-- start of PAGE --

Skip to content

SQL reference

R2 SQL is Cloudflare's serverless, distributed, analytics query engine for querying Apache Iceberg tables stored in R2 Data Catalog. This page documents the supported SQL syntax.


Query syntax

SELECT column_list | expression | aggregation_function
FROM namespace_name.table_name
[JOIN namespace_name.table_name ON condition]
[WHERE conditions]
[GROUP BY column_list]
[HAVING conditions]
[ORDER BY expression [ASC | DESC]]
[LIMIT number]

Schema discovery commands

SHOW DATABASES

Lists all available namespaces.

SHOW DATABASES;

SHOW NAMESPACES

Alias for SHOW DATABASES. Lists all available namespaces.

SHOW NAMESPACES;

SHOW TABLES

Lists all tables within a specific namespace.

SHOW TABLES IN namespace_name;

DESCRIBE

Describes the structure of a table, showing column names and data types.

DESCRIBE namespace_name.table_name;

SELECT clause

Syntax

SELECT column_specification [, column_specification, ...]

Column specification

  • Column name: column_name
  • All columns: *
  • Qualified wildcard: table_name.*
  • Column alias: column_name AS alias
  • Expressions: arithmetic, function calls, CASE expressions, and casts

Examples

SELECT * FROM my_namespace.sales_data LIMIT 10
SELECT customer_id, region, total_amount FROM my_namespace.sales_data LIMIT 10
SELECT region, total_amount * 1.1 AS total_with_tax FROM my_namespace.sales_data LIMIT 10

Common table expressions (CTEs)

CTEs let you define named temporary result sets using WITH that you can reference in the main query. CTEs can reference different tables and can include JOINs. A CTE can also be joined with other CTEs or regular tables in the main query.

Syntax

WITH cte_name AS (
SELECT ...
FROM namespace_name.table_name
[WHERE ...]
)
SELECT ... FROM cte_name

Chained CTEs

A CTE can reference a previously defined CTE.

WITH filtered AS (
SELECT customer_id, department, total_amount
FROM my_namespace.sales_data
WHERE total_amount > 0
),
summary AS (
SELECT department,
COUNT(*) AS order_count,
round(AVG(total_amount), 2) AS avg_amount
FROM filtered
GROUP BY department
)
SELECT *
FROM summary
WHERE order_count > 100
ORDER BY avg_amount DESC

CTE joined with another table

WITH enterprise_zones AS (
SELECT zone_id, domain, plan
FROM my_namespace.zones
WHERE plan = 'enterprise'
)
SELECT ez.domain, f.action, COUNT(*) AS cnt
FROM enterprise_zones ez
INNER JOIN my_namespace.firewall_events f ON ez.zone_id = f.zone_id
GROUP BY ez.domain, f.action
ORDER BY cnt DESC
LIMIT 20

Two CTEs joined together

WITH top_zones AS (
SELECT zone_id, COUNT(*) AS req_count
FROM my_namespace.http_requests
GROUP BY zone_id
ORDER BY req_count DESC
LIMIT 50
),
zone_threats AS (
SELECT zone_id, COUNT(*) AS threat_count
FROM my_namespace.firewall_events
WHERE risk_score > 0.5
GROUP BY zone_id
)

-- end of PAGE --
-- start of DATA --

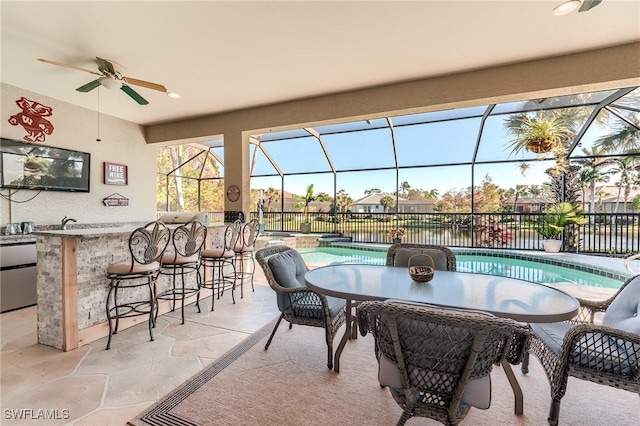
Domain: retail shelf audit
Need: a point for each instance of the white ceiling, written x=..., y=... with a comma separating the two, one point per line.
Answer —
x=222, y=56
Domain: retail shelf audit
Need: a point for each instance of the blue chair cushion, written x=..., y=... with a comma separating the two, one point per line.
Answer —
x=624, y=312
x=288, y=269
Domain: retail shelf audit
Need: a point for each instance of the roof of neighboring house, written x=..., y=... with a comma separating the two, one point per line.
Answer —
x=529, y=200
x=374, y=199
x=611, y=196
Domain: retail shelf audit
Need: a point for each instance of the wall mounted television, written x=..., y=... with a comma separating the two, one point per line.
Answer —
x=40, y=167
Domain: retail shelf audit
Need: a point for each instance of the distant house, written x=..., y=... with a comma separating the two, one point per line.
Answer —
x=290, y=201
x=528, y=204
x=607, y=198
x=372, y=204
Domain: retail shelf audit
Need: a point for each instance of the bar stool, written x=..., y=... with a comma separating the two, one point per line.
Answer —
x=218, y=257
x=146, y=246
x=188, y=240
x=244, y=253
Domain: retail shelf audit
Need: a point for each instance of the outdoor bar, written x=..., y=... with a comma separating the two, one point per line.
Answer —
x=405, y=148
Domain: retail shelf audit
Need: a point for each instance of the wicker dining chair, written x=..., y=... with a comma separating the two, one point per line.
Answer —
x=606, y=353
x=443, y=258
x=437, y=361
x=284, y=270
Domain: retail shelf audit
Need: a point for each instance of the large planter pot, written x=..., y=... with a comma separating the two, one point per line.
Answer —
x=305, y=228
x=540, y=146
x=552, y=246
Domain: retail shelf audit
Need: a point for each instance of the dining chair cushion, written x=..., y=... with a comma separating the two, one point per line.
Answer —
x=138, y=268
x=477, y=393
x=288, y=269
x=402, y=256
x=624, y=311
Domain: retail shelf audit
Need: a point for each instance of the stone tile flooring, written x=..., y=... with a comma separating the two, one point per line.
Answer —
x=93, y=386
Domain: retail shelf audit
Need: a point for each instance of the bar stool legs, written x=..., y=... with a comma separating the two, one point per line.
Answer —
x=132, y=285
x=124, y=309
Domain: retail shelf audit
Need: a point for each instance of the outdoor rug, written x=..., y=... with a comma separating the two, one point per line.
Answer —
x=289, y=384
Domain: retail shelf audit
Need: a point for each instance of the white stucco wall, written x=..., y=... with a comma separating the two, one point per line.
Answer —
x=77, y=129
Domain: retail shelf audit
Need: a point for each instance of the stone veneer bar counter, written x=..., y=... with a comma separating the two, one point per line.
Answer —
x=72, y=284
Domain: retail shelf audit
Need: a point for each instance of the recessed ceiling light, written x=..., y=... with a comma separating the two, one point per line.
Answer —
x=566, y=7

-- end of DATA --
-- start of DATA --

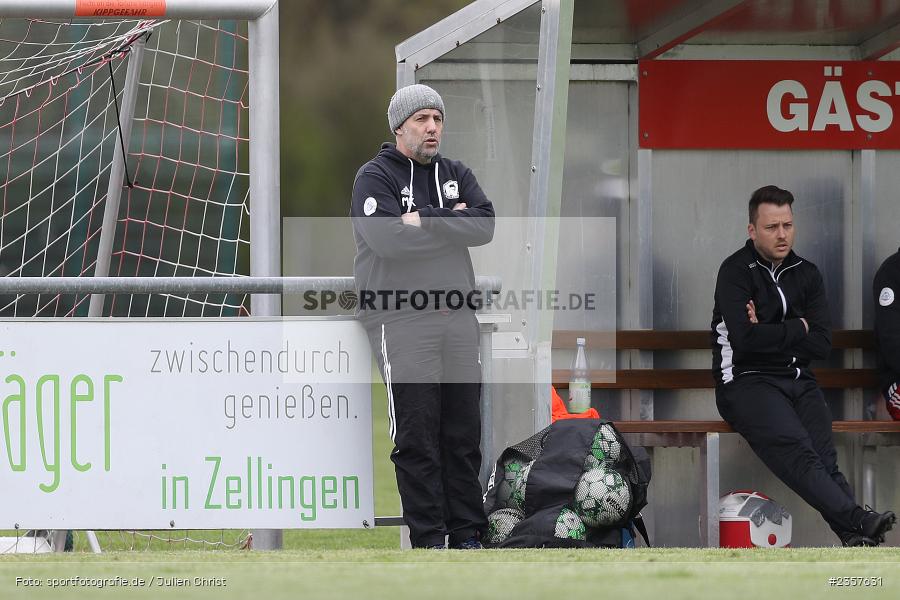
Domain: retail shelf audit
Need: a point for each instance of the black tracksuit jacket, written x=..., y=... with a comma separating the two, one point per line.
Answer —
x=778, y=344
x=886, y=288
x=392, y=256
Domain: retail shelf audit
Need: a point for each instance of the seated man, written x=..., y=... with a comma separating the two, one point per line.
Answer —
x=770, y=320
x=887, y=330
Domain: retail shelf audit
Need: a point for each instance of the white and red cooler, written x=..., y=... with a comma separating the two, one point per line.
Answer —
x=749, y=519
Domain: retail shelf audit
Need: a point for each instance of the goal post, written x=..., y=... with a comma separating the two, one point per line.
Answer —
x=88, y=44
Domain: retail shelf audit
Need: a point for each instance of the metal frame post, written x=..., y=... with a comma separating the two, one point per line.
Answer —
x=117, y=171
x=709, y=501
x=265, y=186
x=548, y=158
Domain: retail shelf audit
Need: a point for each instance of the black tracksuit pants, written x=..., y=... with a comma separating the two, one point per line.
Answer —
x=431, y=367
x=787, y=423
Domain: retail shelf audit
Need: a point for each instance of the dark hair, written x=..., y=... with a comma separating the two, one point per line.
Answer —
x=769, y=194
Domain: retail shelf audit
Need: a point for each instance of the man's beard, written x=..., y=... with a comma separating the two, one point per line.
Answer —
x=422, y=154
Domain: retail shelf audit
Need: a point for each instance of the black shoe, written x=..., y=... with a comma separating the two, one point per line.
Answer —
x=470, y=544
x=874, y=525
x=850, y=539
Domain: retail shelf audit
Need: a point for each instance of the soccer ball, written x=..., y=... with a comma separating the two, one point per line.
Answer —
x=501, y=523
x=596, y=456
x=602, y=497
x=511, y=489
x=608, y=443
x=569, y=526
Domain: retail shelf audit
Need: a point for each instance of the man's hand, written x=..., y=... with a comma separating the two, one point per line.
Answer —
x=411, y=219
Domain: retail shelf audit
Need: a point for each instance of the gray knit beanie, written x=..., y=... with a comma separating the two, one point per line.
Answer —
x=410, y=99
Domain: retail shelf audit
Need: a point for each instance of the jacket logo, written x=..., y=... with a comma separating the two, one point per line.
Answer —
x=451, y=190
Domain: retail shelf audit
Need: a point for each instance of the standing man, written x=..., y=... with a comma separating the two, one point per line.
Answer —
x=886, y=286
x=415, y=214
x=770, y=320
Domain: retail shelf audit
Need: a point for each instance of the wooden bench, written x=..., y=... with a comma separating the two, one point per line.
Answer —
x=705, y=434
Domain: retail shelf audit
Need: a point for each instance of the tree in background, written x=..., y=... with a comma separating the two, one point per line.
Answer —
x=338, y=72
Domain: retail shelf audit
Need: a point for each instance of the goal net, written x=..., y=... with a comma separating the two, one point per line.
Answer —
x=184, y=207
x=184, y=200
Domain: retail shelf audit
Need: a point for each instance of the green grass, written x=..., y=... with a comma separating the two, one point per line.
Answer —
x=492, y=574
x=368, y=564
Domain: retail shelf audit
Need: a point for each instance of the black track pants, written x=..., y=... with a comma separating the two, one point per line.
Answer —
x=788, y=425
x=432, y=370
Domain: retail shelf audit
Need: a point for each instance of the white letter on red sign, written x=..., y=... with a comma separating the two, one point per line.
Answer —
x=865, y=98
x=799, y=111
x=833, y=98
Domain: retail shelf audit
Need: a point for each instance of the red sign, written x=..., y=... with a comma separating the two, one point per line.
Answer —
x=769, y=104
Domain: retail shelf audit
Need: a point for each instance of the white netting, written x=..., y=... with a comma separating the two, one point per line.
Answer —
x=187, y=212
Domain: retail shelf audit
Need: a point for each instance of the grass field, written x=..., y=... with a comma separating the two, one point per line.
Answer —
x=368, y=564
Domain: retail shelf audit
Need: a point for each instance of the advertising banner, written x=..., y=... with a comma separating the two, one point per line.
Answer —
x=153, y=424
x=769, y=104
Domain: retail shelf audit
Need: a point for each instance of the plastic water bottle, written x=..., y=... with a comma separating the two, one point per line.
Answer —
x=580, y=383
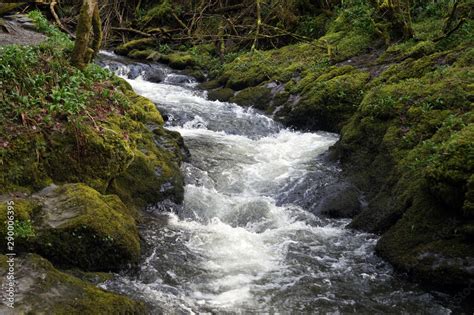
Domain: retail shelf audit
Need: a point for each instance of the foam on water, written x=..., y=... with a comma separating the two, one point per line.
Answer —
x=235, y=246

-- end of DATA --
-- start of DATA --

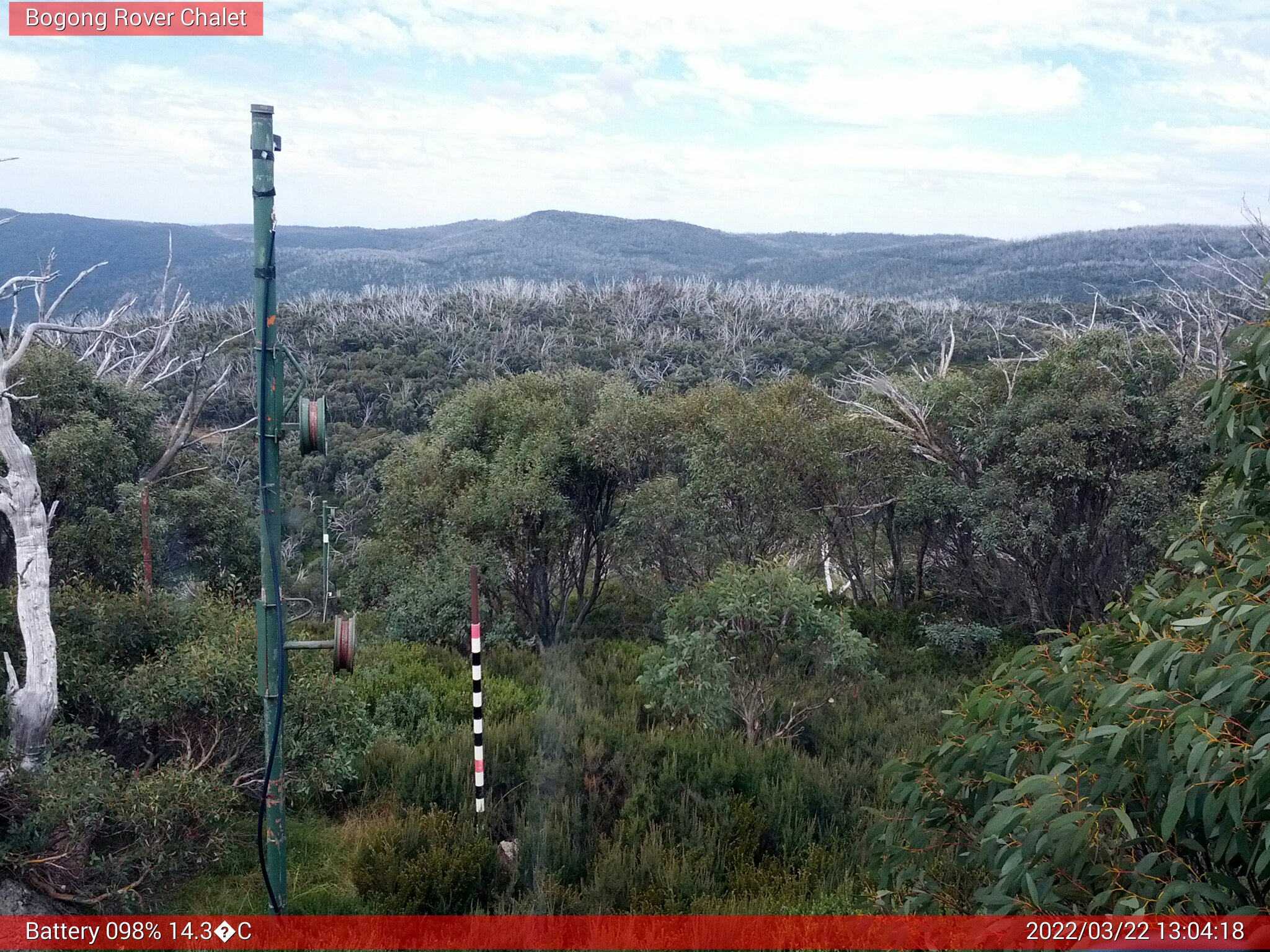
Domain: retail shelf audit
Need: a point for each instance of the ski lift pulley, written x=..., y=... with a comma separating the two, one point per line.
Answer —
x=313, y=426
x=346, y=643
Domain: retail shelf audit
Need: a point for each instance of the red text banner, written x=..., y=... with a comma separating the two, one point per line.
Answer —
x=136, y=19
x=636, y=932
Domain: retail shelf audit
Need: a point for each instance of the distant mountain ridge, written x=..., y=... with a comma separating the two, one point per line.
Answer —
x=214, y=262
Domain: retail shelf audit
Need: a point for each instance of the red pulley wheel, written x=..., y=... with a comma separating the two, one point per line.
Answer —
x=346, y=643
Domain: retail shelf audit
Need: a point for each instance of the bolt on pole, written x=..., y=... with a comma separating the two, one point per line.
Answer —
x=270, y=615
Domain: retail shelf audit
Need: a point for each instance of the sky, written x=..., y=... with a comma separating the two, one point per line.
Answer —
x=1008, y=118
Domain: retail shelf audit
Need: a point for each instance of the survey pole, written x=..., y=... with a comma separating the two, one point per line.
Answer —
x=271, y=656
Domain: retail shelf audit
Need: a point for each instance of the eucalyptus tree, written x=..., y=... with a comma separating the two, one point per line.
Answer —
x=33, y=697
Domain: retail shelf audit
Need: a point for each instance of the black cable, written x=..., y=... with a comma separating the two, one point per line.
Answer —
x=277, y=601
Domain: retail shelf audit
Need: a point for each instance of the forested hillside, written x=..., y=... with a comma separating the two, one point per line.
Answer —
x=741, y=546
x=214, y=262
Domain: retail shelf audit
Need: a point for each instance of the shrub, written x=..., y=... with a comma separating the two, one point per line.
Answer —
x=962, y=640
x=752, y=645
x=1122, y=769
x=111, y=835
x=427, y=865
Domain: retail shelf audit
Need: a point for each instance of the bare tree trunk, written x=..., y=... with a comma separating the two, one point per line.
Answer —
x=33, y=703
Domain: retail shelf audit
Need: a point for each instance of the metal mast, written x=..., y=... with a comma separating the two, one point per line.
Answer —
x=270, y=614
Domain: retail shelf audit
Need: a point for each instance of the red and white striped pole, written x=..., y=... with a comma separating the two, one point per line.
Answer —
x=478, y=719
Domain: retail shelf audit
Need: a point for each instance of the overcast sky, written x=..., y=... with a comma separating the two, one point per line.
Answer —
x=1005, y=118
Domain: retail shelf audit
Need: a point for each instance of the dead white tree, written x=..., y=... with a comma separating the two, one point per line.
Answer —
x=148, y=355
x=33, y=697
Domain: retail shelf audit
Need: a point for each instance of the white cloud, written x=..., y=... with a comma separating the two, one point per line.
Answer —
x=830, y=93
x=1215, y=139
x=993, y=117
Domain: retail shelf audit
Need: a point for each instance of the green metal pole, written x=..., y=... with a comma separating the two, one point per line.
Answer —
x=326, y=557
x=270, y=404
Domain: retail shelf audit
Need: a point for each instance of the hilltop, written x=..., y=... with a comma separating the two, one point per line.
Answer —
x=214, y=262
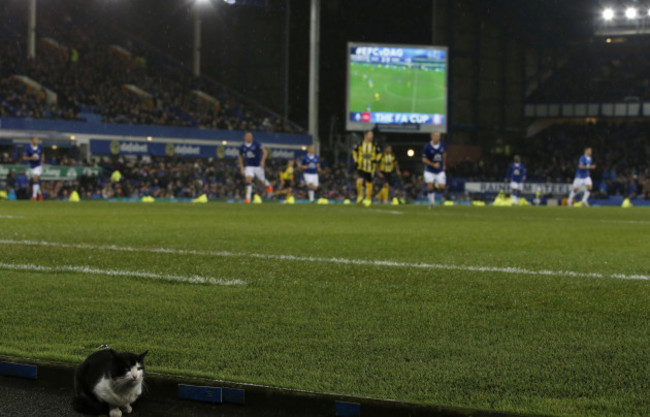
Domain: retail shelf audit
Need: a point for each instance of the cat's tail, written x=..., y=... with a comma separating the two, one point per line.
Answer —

-- end of DATA --

- REQUIRED TASK A:
Reproduce the SQL reference page between "SHOW NAMESPACES;" and "and data types.", inclusive, switching "column names" to "field names".
- REQUIRED TASK B:
Resume the SQL reference page, continuing from its final line.

- OUTPUT A:
SHOW NAMESPACES;

SHOW TABLES

Lists all tables within a specific namespace.

SHOW TABLES IN namespace_name;

DESCRIBE

Describes the structure of a table, showing field names and data types.

- OUTPUT B:
SELECT tz.zone_id, tz.req_count, COALESCE(zt.threat_count, 0) AS threat_count
FROM top_zones tz
LEFT JOIN zone_threats zt ON tz.zone_id = zt.zone_id
ORDER BY tz.req_count DESC
LIMIT 20

FROM clause

Syntax

SELECT * FROM namespace_name.table_name

R2 SQL queries can reference one or more tables. Tables are specified as namespace_name.table_name. Multiple tables can be combined using JOINs or comma-separated syntax. Refer to the JOIN clause section for details.


JOIN clause

R2 SQL supports joining multiple Iceberg tables in a single query. All join types use standard SQL syntax.

Supported join types

Join typeSyntaxDescription
Inner joinINNER JOIN ... ONReturns rows that match in both tables
Left outer joinLEFT JOIN ... ONReturns all rows from the left table, NULLs for non-matching right
Right outer joinRIGHT JOIN ... ONReturns all rows from the right table, NULLs for non-matching left
Full outer joinFULL OUTER JOIN ... ONReturns all rows from both tables, NULLs where no match
Cross joinCROSS JOINCartesian product of both tables
Implicit joinFROM t1, t2 WHERE t1.id = t2.idComma-separated tables with join condition in WHERE

Syntax

-- Explicit JOIN
SELECT columns
FROM namespace.table1 alias1
[INNER | LEFT | RIGHT | FULL OUTER | CROSS] JOIN namespace.table2 alias2
ON alias1.column = alias2.column
[WHERE conditions]
-- Implicit join
SELECT columns
FROM namespace.table1 alias1, namespace.table2 alias2
WHERE alias1.column = alias2.column

Multi-way joins

You can join three or more tables in a single query:

SELECT z.domain, h.method, f.action, COUNT(*) AS cnt
FROM my_namespace.zones z
INNER JOIN my_namespace.http_requests h ON z.zone_id = h.zone_id
INNER JOIN my_namespace.firewall_events f ON z.zone_id = f.zone_id
WHERE h.status_code >= 400
GROUP BY z.domain, h.method, f.action
ORDER BY cnt DESC
LIMIT 20

Self-joins

A table can be joined with itself using different aliases:

SELECT f1.source_ip, f1.zone_id AS zone1, f2.zone_id AS zone2
FROM my_namespace.firewall_events f1
INNER JOIN my_namespace.firewall_events f2
ON f1.source_ip = f2.source_ip
AND f1.zone_id < f2.zone_id
WHERE f1.action = 'block'
LIMIT 20

Join conditions

  • Join conditions use the ON clause with equality (=) or expression-based predicates.
  • Functions are supported in join predicates (for example, ON LOWER(a.col) = LOWER(b.col)).
  • Multiple conditions can be combined with AND.

Best practices for joins

  • Include WHERE filters to reduce intermediate result sizes, especially for multi-way joins.
  • Join large fact tables through a shared dimension table rather than directly cross-joining two large tables.
  • Use LIMIT to cap result sizes.

Subqueries

R2 SQL supports subqueries in multiple positions within a query.

Subqueries in FROM (derived tables)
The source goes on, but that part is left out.